#### INSTRUCTIONS FOR THE TASK:
Switch each "this photo" in the material below to "this image" and reproduce everything else unchanged, omitting the pictures.

#### GIVEN RECORDS:
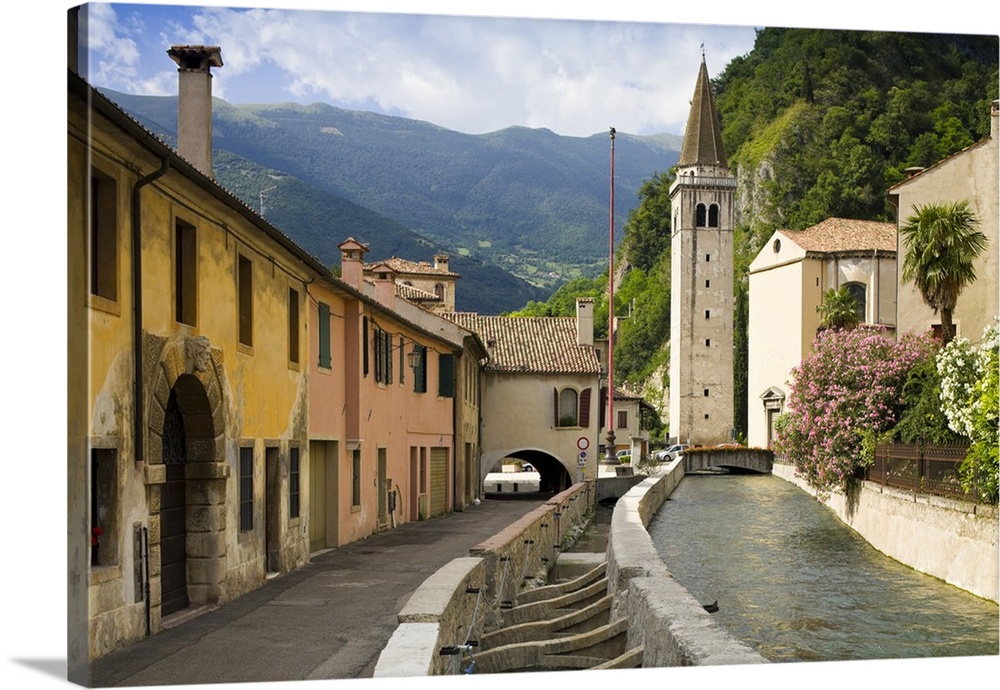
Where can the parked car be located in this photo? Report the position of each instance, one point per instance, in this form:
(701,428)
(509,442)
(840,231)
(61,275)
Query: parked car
(671,453)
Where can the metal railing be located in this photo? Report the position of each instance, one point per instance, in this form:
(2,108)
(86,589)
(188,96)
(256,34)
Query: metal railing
(931,469)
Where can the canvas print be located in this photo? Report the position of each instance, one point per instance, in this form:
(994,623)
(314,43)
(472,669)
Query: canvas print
(409,345)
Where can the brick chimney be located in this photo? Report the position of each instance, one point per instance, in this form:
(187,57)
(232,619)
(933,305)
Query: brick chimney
(385,285)
(352,258)
(585,321)
(194,103)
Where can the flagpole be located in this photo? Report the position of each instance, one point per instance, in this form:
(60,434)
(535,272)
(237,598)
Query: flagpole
(610,446)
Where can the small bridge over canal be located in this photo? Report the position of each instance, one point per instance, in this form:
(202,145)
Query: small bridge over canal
(728,460)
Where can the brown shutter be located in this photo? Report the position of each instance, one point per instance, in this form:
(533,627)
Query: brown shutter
(584,416)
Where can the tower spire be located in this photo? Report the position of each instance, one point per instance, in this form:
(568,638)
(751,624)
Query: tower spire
(703,134)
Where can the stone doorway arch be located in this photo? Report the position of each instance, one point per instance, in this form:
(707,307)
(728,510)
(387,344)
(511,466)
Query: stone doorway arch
(186,473)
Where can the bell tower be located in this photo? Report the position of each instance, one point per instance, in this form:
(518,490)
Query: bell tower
(701,282)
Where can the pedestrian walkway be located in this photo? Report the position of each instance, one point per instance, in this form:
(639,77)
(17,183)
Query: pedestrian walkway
(328,620)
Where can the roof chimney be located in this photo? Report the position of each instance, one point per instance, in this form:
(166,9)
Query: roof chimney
(352,257)
(385,285)
(585,321)
(194,103)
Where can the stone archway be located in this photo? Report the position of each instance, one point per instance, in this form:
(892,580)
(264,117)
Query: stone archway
(186,471)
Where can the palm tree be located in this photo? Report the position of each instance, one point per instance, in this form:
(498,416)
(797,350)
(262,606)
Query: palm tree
(942,242)
(839,309)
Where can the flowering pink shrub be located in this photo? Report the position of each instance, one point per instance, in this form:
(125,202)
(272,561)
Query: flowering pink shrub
(850,385)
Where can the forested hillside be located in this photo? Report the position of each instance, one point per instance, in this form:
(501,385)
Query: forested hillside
(816,124)
(527,201)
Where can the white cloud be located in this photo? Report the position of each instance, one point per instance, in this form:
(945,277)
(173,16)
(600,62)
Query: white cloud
(472,74)
(576,76)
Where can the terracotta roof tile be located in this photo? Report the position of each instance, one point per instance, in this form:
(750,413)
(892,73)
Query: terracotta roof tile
(534,344)
(411,267)
(845,235)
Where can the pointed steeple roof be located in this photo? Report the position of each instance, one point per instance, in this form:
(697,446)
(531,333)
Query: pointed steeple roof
(703,135)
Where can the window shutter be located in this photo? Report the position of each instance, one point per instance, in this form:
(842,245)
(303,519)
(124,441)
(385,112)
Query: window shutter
(402,359)
(420,373)
(446,376)
(388,357)
(364,346)
(324,335)
(584,415)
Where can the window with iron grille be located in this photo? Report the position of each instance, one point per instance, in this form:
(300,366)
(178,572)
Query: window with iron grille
(103,506)
(356,478)
(324,335)
(244,286)
(185,273)
(103,236)
(420,373)
(246,489)
(293,482)
(293,326)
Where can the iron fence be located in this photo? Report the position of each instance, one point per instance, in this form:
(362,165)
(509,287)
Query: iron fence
(931,469)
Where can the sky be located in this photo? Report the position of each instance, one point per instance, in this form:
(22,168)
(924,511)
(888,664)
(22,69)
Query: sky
(576,76)
(471,74)
(649,83)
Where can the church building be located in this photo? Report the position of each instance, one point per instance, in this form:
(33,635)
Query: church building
(701,289)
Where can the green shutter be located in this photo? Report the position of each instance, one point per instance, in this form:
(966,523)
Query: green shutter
(446,376)
(364,346)
(324,335)
(420,373)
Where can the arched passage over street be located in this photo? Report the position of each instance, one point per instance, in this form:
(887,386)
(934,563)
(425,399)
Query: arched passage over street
(553,474)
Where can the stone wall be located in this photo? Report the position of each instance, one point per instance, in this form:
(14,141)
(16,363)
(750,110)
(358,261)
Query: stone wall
(468,596)
(955,541)
(669,624)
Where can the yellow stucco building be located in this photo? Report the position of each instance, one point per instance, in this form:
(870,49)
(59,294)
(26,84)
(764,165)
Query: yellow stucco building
(233,406)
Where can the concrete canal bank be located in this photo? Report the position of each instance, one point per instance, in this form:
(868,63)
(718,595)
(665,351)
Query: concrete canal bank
(954,541)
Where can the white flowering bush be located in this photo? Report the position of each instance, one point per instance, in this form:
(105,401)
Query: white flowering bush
(956,363)
(970,401)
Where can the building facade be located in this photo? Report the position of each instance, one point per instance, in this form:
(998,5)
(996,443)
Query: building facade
(233,405)
(788,279)
(701,290)
(182,488)
(541,387)
(970,175)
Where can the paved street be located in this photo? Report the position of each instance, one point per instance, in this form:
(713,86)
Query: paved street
(330,619)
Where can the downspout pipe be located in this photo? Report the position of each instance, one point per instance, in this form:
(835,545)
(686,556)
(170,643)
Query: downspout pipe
(137,417)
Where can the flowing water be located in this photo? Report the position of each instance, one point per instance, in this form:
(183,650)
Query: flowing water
(796,584)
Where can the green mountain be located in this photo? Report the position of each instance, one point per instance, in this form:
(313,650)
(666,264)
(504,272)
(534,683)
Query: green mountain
(816,124)
(527,201)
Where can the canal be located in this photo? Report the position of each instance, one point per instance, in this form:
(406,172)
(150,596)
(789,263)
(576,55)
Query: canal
(796,584)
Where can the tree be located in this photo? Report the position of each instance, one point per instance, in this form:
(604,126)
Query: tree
(839,309)
(941,244)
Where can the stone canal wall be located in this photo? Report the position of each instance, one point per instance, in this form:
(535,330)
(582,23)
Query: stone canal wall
(954,541)
(467,596)
(665,620)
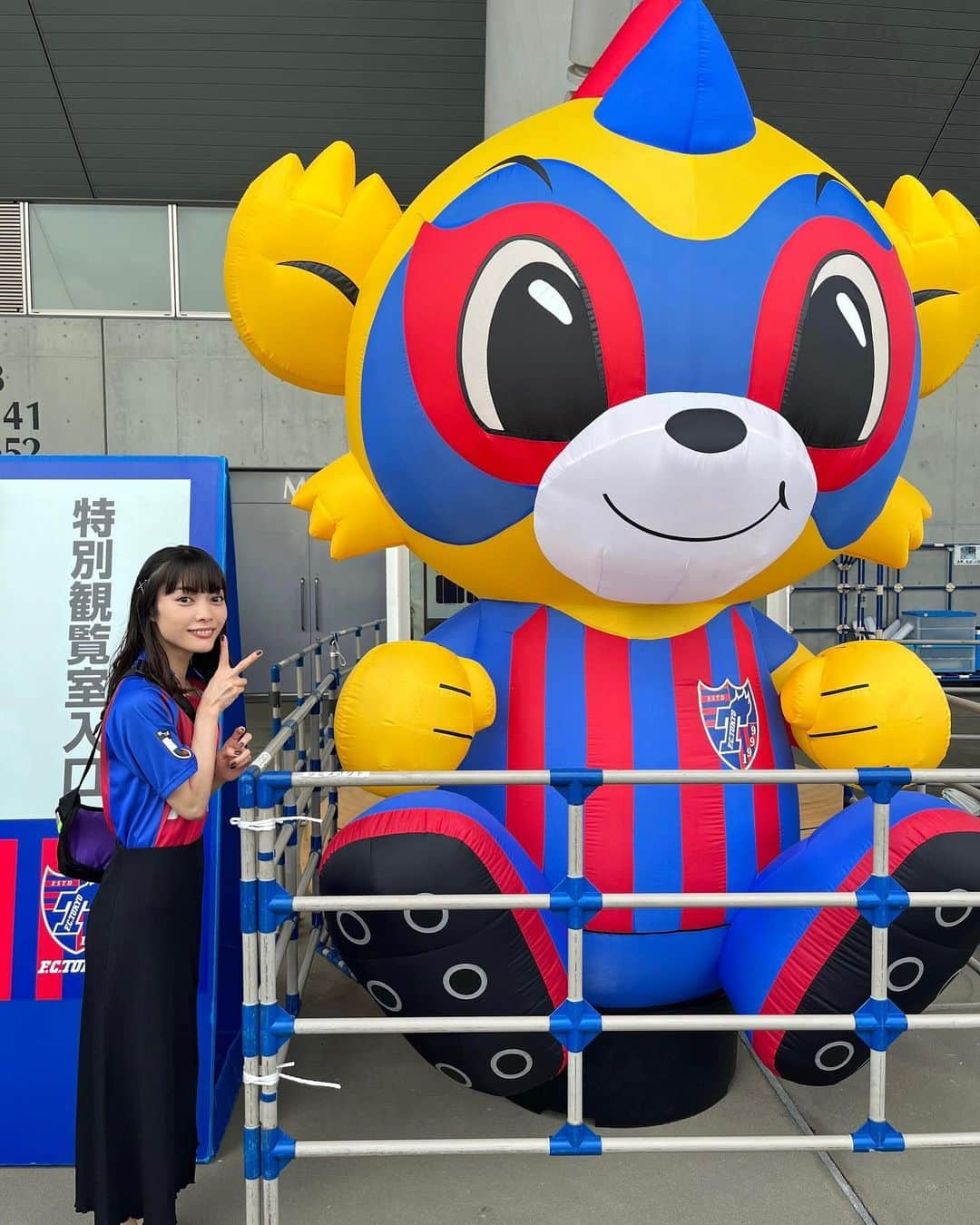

#### COMPLETE RESPONSE:
Where can the parked car be located in this image? Report the position of each instance, one point per instance, in this form:
(701,428)
(509,442)
(840,231)
(61,275)
Query: parked car
(671,453)
Where can the metal railing be located in this image? Report the position of each instance, one point per instance, in this form:
(2,108)
(86,589)
(188,96)
(256,34)
Query: metal railing
(931,469)
Where can the canvas print be located in this image? Report the position of each instance, one point per instance, in this form:
(994,623)
(314,43)
(472,669)
Query: canvas print
(409,345)
Where can the brick chimney be located in this image? Report the position of each instance, one point per instance, in this form:
(187,57)
(232,619)
(933,305)
Query: brick chimney
(385,285)
(352,258)
(585,321)
(194,103)
Where can the flagpole be located in this image? Report the position of each instance, one point per instance, in this form:
(60,434)
(535,272)
(237,598)
Query: flagpole
(610,446)
Where can the small bridge over canal be located in this image? Report the position of each instance, one point per instance, in this form:
(202,145)
Query: small bridge over canal
(728,460)
Where can the brown shutter be located in this image? Report the position of each instance, one point per instance, in this form:
(533,627)
Query: brown shutter
(584,416)
Where can the tower spire be located in this image? Report the position of each instance, one point per instance, in this form:
(568,638)
(751,624)
Query: tower spire
(703,134)
Where can the stone doorway arch be located in this image? Report the position of each instance, one point per instance, in this form:
(707,307)
(728,510)
(387,344)
(511,466)
Query: stone doorway arch
(186,473)
Where can the bell tower be located in this image? Report the position of each instance, one point per instance, in this form:
(518,490)
Query: bell tower
(701,282)
Where can the pedestrian walkway be located in this image? Report the position of each instance, one point per instance, in this form:
(639,77)
(17,183)
Query: pedestrian walkway
(328,620)
Where can the roof chimney be located in this image? Report the position of each instance, one point per instance, in this form:
(166,9)
Query: roof chimney
(352,257)
(385,285)
(585,321)
(194,103)
Where can the stone archway be located in this image? Report the position of each instance, one point per instance, in this form:
(892,580)
(264,117)
Query: stone archway
(186,471)
Where can the palm tree be located in this image? Report the position of each instance, one point per instance, in this form:
(498,416)
(797,350)
(262,606)
Query: palm tree
(942,242)
(839,309)
Where can the flowering pink shrub be located in this image? Report the position of each instance, one point per instance, in this form:
(125,202)
(272,561)
Query: flowering pink shrub
(850,385)
Where can the forested hillside be located in this image? Report the position of each instance, one point per instance, in this form:
(501,385)
Query: forested hillside
(816,124)
(527,201)
Where can the white cloud be located in this image? Report the position of each instance, one point per instance, in this form:
(945,277)
(173,16)
(600,62)
Query: white cloud
(472,74)
(576,76)
Where can the terracotta roof tile be located in this image? Report the position of each instance, one point per instance, in this form:
(750,413)
(892,73)
Query: terracotta roof tile
(534,344)
(411,267)
(845,235)
Where can the pointed steeple roof be located in this image? Report the position of each instance, one point per instance, in this form:
(697,446)
(531,333)
Query: pointed steeple roof
(703,135)
Where can the window shutter be located in this image? Report the position of each instance, one point per instance, in this form:
(842,245)
(303,519)
(124,441)
(385,112)
Query: window shutter
(402,359)
(420,373)
(446,376)
(388,357)
(364,346)
(324,335)
(584,415)
Where can the window with iron grille be located in this image? Report the position of each instance, one point per instance, in this form:
(300,366)
(178,572)
Query: window with iron grille
(103,506)
(356,478)
(324,335)
(244,286)
(185,273)
(103,236)
(420,373)
(246,489)
(293,482)
(293,326)
Where can the iron fence be located in this image? Report the position of each instance, one point per instance, in this form:
(362,165)
(509,287)
Query: iron fence
(931,469)
Where can the sky be located in this image? Report the position of each instance, one point per instance, in this form:
(22,168)
(924,511)
(888,664)
(22,69)
Query: sky
(576,76)
(471,74)
(649,83)
Where can the church building be located in this image? Report the position of each instance, one point per instance, in this form:
(33,635)
Query: church building
(701,289)
Where can the green shutter be located in this image? Report the position of each instance, one point per instance, in this form:
(966,523)
Query: green shutter
(446,376)
(364,346)
(324,335)
(420,373)
Where can the arched passage over street be located in this image? Report the position of each instance, one point per instance, in this form:
(887,386)
(934,563)
(425,399)
Query: arched passage over street
(553,474)
Where can the stone wall be located in this image? Report the position of each instance, one point per instance, in this form:
(14,141)
(16,363)
(750,110)
(358,261)
Query: stone wall
(468,596)
(955,541)
(669,624)
Where can the yellow stucco building be located in this image? Report the position of each instance, one point per instance, in this form:
(870,49)
(59,294)
(26,84)
(764,165)
Query: yellow stucco building
(233,406)
Where can the concrete canal bank be located in this image? Report the position of each instance, one point per instance, in this form:
(868,63)
(718,595)
(665,351)
Query: concrete canal bank
(954,541)
Where can the white flowering bush be located in this image? Report the position of each instance, one point per instance, in this form:
(105,401)
Query: white flowering bush
(956,363)
(970,401)
Where can the building facade be located in this image? Report the position of each instance, one point per instance, in this form:
(998,5)
(996,443)
Query: building facade
(233,405)
(788,279)
(701,290)
(182,488)
(541,387)
(970,175)
Where can the paved street be located in this image? Report the position of each instance, one point per instance, in this form:
(713,86)
Query: paved street
(330,619)
Where can the downspout pipe be located in this image? Report the position of each instance, one point per instance, in this form:
(835,545)
(686,556)
(170,643)
Query: downspout pipe
(137,417)
Where can the flowing water be located in this image? Report the position of each instance, one point per instance, in this form:
(183,650)
Query: flowing water
(796,584)
Where can the green mountain be located in this image? Report the position of each instance, one point per instance, in this form:
(313,650)
(666,264)
(504,272)
(534,683)
Query: green mountain
(816,124)
(527,201)
Where can the canal be located in this image? Report the position of each instance, one point per instance, in this form:
(406,172)
(150,596)
(789,263)
(576,55)
Query: canal
(796,584)
Where can the tree be located in this image? Report the position of each instance, one point per instance, in this form:
(604,126)
Query: tree
(839,309)
(941,244)
Where can the stone canal wall be located in this image? Report the position of each instance, one point per instance, in this form:
(535,330)
(582,23)
Query: stone canal wall
(954,541)
(467,596)
(665,620)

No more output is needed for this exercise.